Material provided:
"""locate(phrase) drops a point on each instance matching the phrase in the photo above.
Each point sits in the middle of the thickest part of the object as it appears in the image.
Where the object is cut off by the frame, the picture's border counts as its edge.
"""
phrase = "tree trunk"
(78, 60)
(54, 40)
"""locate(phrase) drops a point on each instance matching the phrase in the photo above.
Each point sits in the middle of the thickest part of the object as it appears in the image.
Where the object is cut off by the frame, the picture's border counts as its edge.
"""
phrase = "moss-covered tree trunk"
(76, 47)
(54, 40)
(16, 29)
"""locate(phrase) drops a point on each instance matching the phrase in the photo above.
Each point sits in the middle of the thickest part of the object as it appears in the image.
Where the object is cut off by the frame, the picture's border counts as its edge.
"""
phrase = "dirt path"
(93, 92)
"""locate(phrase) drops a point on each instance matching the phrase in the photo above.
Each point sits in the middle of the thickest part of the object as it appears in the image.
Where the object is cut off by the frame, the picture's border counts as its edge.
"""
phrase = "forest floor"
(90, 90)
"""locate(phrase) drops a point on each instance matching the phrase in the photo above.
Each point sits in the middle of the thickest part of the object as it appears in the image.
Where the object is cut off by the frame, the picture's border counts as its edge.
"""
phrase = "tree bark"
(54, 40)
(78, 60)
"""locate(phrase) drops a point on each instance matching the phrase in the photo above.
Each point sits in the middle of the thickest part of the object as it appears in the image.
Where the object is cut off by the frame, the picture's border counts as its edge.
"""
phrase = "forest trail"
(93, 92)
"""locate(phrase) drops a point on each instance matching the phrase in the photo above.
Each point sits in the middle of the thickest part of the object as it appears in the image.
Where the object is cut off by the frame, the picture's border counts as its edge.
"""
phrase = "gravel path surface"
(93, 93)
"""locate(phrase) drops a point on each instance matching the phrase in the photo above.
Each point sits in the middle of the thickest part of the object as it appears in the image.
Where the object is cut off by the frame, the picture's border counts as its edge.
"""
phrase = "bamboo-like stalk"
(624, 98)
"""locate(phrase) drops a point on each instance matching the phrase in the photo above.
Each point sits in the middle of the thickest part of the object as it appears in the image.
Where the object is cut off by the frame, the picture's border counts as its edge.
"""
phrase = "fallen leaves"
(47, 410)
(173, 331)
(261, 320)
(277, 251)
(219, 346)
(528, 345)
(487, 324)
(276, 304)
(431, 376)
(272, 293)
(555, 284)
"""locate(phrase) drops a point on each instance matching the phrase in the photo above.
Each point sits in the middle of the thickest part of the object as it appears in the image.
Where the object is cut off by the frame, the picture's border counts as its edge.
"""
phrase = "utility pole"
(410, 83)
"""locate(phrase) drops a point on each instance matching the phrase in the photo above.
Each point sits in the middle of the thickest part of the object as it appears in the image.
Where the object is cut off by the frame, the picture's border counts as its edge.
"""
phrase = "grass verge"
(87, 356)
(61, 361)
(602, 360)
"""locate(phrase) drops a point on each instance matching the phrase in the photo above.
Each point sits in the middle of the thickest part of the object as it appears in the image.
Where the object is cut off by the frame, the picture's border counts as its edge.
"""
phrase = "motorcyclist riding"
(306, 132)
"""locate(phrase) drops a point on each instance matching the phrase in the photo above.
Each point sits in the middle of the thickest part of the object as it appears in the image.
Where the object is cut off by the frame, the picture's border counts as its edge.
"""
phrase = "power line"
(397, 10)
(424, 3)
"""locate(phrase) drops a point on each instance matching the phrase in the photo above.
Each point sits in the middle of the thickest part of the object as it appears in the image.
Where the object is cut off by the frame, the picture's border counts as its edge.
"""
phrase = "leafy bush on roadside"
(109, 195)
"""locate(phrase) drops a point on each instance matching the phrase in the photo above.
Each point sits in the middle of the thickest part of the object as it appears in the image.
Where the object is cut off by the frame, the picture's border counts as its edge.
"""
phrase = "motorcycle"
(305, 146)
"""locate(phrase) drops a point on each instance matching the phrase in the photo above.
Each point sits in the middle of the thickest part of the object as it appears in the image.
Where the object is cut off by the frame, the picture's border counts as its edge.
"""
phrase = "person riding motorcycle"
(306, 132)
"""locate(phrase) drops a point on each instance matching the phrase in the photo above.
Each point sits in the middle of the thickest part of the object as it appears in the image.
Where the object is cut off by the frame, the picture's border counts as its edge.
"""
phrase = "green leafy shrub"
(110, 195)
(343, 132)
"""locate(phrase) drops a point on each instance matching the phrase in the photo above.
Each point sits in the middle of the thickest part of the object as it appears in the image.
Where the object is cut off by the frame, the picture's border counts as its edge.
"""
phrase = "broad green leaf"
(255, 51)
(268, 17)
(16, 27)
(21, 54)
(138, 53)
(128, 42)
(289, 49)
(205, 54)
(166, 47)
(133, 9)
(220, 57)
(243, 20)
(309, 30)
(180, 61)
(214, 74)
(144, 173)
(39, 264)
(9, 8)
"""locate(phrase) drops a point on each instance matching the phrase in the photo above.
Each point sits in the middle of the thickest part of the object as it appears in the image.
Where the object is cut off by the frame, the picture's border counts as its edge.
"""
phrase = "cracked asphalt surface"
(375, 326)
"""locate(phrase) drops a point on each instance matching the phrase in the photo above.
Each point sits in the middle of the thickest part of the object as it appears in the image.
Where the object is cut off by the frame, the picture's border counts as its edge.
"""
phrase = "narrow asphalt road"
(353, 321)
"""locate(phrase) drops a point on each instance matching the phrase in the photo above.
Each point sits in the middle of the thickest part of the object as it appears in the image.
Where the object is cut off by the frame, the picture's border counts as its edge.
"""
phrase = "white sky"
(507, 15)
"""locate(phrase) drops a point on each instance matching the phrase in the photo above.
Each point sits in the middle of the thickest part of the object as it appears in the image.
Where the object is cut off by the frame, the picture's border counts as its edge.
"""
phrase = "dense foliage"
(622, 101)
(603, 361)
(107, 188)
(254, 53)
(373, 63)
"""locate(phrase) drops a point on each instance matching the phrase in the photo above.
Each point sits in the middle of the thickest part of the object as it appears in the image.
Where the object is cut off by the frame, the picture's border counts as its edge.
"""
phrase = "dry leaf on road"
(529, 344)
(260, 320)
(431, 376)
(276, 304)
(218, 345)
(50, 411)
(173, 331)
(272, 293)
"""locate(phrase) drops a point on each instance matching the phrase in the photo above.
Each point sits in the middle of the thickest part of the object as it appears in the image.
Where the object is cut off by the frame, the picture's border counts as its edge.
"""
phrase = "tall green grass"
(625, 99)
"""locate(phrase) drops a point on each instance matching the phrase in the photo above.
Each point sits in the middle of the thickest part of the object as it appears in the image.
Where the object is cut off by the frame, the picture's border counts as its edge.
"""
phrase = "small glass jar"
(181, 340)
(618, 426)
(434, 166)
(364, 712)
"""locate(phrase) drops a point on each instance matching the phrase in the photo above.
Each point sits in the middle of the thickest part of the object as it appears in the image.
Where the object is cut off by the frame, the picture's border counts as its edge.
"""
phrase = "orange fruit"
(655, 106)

Task statement:
In the answer, each line of the data must appear exactly as written.

Your solution:
"""locate(phrase) drops a point on each instance matching the phrase in the photo above.
Each point sits in the middle of the thickest part of the object as it appears in the image.
Where the object is cut off by the frame, the picture's border counts as its edge.
"""
phrase = "tree trunk"
(78, 60)
(54, 40)
"""locate(phrase) drops a point on each instance matching the phrase in the photo above.
Each point sits in the middle of the thickest part of the object as it appears in the image.
Where the object is cut off by the frame, the picture's border counts as its edge.
"""
phrase = "moss-covered tree trunk"
(76, 47)
(54, 40)
(16, 29)
"""locate(phrase) drops a point on each instance matching the phrase in the photo above.
Each point sits in the middle of the thickest part of the object as it appears in the image.
Where the object is cut off by the frame, the picture's border counts as its edge.
"""
phrase = "dirt path"
(93, 92)
"""locate(phrase) drops a point on each instance matching the phrase in the photo above.
Each point sits in the middle of the thickest part of the object as it appears in the image.
Where the object is cut off by the frame, the picture's border counts as its edge.
"""
phrase = "forest floor"
(90, 90)
"""locate(phrase) drops a point on each instance matching the phrase in the photo above.
Each point sits in the middle of the thickest part of the object as it appears in the image.
Where the object is cut off by the frame, the picture's border counts as its edge.
"""
phrase = "tree bark"
(54, 40)
(78, 60)
"""locate(phrase) drops a point on each instance matching the phrase in the photo above.
Each point sits in the middle of the thickest part of the object as it appears in the image.
Where the object is cut off by the frame, the picture's border counts as its edge.
"""
phrase = "forest trail"
(93, 92)
"""locate(phrase) drops a point on each instance matching the phrase in the photo above.
Each point sits in the middle of the thickest part of the object as it appears in the image.
Where the object is cut off by the frame, the picture's border counts as its edge.
"""
phrase = "gravel path surface"
(93, 93)
"""locate(phrase) drops a point on each instance matching the phrase in the photo above.
Each point sits in the middle of the thickest part of the object as it appears in the image.
Where the object is cut off by the frame, the picture's border counts as its edge.
"""
phrase = "bamboo-like stalk"
(624, 98)
"""locate(phrase) drops a point on each instance matching the phrase in the photo above.
Each point sits in the middle of the thickest part of the object as it appears in the image.
Where the object is cut off by the frame, the picture's border counts as its edge.
"""
phrase = "fallen leaves"
(47, 410)
(173, 331)
(261, 320)
(277, 251)
(219, 346)
(528, 345)
(487, 324)
(276, 304)
(431, 376)
(272, 293)
(555, 284)
"""locate(phrase) drops a point on each instance matching the phrase in the photo above.
Each point sits in the middle of the thickest part of the object as it appears in the image.
Where the object is cut off by the frame, the picture's border counts as its edge.
"""
phrase = "utility pole"
(410, 83)
"""locate(phrase) drops a point on each instance matching the phrase in the photo above.
Each point sits in the middle of the thickest part of the object as it appears in the image.
Where the object is cut off by the frame, the picture's border counts as its edge.
"""
phrase = "grass verge"
(87, 356)
(61, 361)
(602, 360)
"""locate(phrase) drops a point on each instance matching the phrase in the photo above.
Each point sits in the middle of the thickest part of the object as it appears in the image.
Where the object is cut off by the frame, the picture's border counts as its edge.
"""
phrase = "motorcyclist riding"
(306, 132)
"""locate(phrase) drops a point on each instance matching the phrase in the photo above.
Each point sits in the middle of the thickest part of the object as it appears in the image.
Where the object is cut off by the frame, the picture's border counts as its edge.
"""
phrase = "power line"
(397, 10)
(424, 3)
"""locate(phrase) drops a point on each instance matching the phrase in the photo above.
Each point sits in the middle of the thickest part of the object as it appears in the image.
Where the object is cut off by the frame, the picture's border counts as its edge.
"""
phrase = "leafy bush on roadside"
(109, 195)
"""locate(phrase) drops a point on each instance matching the phrase in the photo above.
Each point sits in the middle of the thickest part of the object as it appears in the image.
Where the object is cut off by the frame, the picture's border counts as its edge.
"""
phrase = "motorcycle"
(305, 146)
"""locate(phrase) drops a point on each instance matching the phrase in the photo above.
Each point sits in the middle of the thickest part of the object as it appears in the image.
Where the object is cut off by the frame, the picture's border counts as its edge.
"""
phrase = "person riding motorcycle"
(306, 132)
"""locate(phrase) drops a point on each instance matching the phrase in the photo above.
Each point sits in the middle of the thickest part of the object as it appears in the image.
Where the object is cut off by the frame, the picture's border counts as its edge.
"""
phrase = "green leafy shrub"
(110, 195)
(343, 132)
"""locate(phrase) drops a point on each instance matching the phrase in the photo above.
Each point sits in the middle of the thickest part of the object as it appears in the image.
Where the object is cut off by the frame, the picture's border counts as its edge.
"""
phrase = "broad green leaf"
(255, 51)
(268, 17)
(16, 27)
(21, 54)
(138, 53)
(128, 42)
(289, 49)
(205, 54)
(166, 47)
(133, 9)
(220, 57)
(243, 20)
(309, 30)
(180, 61)
(214, 74)
(144, 173)
(39, 264)
(9, 8)
"""locate(phrase) drops a point on each instance matching the phrase in the photo above.
Each point sits in the middle of the thickest part of the object as it appears in the image.
Where the object is cut off by the frame, the picture's border counts as its edge.
"""
phrase = "cracked asphalt surface"
(375, 326)
"""locate(phrase) drops a point on each instance matching the phrase in the photo above.
Each point sits in the middle of the thickest part of the object as it appears in the image.
Where the object is cut off by the frame, the picture's border counts as its edge.
"""
phrase = "narrow asphalt road"
(353, 321)
"""locate(phrase) drops a point on each instance matching the phrase in the photo above.
Each point sits in the middle of the thickest part of the object as it appears in the image.
Where the object is cut off by the frame, the picture's border counts as its edge.
"""
phrase = "white sky"
(507, 15)
"""locate(phrase) drops a point on each instance matching the phrase in the photo above.
Each point sits in the middle of the thickest part of the object as it appears in the image.
Where the object is cut off by the frame, the picture's border counts as its edge.
"""
phrase = "dense foliage"
(622, 101)
(603, 361)
(107, 188)
(254, 53)
(373, 63)
"""locate(phrase) drops a point on each instance matching the phrase in the photo above.
Each point sits in the middle of the thickest part of the object as it appears in the image.
Where the object is cut off by the frame, the picture's border counts as its edge.
"""
phrase = "dry leaf on road"
(529, 344)
(260, 320)
(431, 376)
(276, 304)
(218, 345)
(50, 411)
(173, 331)
(272, 293)
"""locate(phrase) drops a point on each instance matching the phrase in the photo above.
Each point sits in the middle of the thickest part of the object as it appears in the image.
Where the object is cut off by the frame, the picture's border counts as its edge.
"""
phrase = "tall green grass"
(625, 99)
"""locate(phrase) drops a point on each instance matching the phrase in the photo above.
Each point sits in the middle of the thickest part of the object as it appears in the image.
Where the object is cut off by the frame, the picture's border counts as its edge.
"""
phrase = "small glass jar"
(181, 340)
(618, 426)
(434, 166)
(364, 712)
"""locate(phrase) drops a point on each instance matching the phrase in the photo above.
Each point sits in the middle of the thickest part of the object as it appears in the image.
Where the object is cut off by the frame, the picture's border counts as its edge.
"""
phrase = "orange fruit"
(655, 106)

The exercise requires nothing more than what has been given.